Exercise brief -> Output the entries below unchanged, from the start of the entries through the line that contains "left=305, top=51, right=406, bottom=493", inclusive.

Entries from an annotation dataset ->
::::::

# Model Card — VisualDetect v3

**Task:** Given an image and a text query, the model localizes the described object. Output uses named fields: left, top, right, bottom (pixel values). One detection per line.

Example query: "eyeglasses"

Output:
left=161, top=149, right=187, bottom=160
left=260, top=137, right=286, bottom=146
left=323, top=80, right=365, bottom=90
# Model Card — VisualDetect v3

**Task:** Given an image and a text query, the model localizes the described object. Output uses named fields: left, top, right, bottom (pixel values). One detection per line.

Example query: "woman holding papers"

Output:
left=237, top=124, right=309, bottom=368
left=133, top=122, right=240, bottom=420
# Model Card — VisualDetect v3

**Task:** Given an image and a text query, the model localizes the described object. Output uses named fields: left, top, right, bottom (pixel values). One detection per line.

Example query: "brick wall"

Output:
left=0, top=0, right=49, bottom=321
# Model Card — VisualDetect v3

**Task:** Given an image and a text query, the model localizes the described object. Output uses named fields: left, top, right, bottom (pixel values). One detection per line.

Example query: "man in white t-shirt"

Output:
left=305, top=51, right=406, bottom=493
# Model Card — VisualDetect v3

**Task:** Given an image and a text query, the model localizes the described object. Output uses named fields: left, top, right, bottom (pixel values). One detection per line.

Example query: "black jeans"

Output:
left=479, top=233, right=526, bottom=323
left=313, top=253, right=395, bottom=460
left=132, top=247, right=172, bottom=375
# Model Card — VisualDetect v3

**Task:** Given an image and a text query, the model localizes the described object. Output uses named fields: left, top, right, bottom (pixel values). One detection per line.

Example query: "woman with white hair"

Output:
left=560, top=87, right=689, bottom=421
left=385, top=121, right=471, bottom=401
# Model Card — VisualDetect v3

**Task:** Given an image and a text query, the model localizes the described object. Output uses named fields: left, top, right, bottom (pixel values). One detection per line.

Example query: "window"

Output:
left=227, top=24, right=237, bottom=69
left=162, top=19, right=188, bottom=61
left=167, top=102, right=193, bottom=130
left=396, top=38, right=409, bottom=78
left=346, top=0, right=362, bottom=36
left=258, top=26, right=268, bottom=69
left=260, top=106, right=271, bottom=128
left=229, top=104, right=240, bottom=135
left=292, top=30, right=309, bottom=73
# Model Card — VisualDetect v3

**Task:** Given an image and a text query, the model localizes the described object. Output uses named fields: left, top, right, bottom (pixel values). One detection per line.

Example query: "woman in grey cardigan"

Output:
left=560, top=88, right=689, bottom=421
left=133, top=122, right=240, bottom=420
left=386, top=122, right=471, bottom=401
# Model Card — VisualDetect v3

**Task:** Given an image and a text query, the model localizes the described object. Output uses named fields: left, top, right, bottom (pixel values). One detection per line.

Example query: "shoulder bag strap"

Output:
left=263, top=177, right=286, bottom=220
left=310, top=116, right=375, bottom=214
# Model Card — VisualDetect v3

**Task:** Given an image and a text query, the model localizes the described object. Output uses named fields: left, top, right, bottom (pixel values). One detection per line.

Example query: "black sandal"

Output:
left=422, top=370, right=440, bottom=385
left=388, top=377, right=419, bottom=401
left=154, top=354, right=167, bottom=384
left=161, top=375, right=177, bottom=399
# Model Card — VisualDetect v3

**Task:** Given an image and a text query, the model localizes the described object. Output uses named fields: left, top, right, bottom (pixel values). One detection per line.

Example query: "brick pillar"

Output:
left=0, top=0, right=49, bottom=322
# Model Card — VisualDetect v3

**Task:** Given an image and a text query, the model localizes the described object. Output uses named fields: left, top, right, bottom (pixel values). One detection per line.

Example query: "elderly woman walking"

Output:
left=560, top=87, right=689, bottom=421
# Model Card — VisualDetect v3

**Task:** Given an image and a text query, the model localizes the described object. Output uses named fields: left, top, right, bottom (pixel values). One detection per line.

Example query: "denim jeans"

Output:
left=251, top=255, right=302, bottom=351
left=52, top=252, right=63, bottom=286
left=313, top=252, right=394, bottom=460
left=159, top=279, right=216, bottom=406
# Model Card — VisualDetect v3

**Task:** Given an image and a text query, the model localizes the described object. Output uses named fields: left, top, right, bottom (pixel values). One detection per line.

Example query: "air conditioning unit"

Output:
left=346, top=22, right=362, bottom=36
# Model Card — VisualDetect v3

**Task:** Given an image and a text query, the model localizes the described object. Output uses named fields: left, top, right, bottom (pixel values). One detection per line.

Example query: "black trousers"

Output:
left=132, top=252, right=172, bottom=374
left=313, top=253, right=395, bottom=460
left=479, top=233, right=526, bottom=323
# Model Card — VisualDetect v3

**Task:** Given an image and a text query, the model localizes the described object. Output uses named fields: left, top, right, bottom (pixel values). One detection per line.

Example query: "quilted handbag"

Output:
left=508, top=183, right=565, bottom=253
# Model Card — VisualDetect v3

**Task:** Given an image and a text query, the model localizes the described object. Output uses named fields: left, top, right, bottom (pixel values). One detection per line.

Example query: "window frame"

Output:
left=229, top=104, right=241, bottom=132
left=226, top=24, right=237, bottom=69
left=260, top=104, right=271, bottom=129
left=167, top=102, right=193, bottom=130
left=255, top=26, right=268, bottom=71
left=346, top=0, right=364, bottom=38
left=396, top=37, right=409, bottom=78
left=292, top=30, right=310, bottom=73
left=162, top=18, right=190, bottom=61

::::::

Reply to the task ->
# Model Card — VisualDetect v3

**Task:** Given an image and a text query, the model localizes the described object. Output uses named fields: left, top, right, bottom (pixel values). One detection per line.

Example query: "eyeglasses"

Output:
left=161, top=149, right=187, bottom=160
left=260, top=137, right=286, bottom=146
left=323, top=80, right=365, bottom=90
# Model Card — VisualDetect v3

**Task:** Given an image and a text query, the model localizes the described object. Output uses named fields: left, top, right, bottom (pixel values). One detection per line.

Example query: "woman holding papers"

Output:
left=237, top=124, right=309, bottom=368
left=133, top=122, right=240, bottom=420
# Model Card — VisualDetect v3

**Task:** Given an image and a text query, the model localizes the described object. Output uses named fields: left, top, right, bottom (pixel values). One detection per line.

Example query: "brick wall"

Output:
left=0, top=0, right=49, bottom=321
# Model Card — VisualDetect v3

**Task:** Given an image and a text query, the model localizes the described object. Output uses named fields: left, top, right, bottom (pixel values). One detection per line.

Example query: "man in white t-shirt"

Output:
left=305, top=51, right=406, bottom=493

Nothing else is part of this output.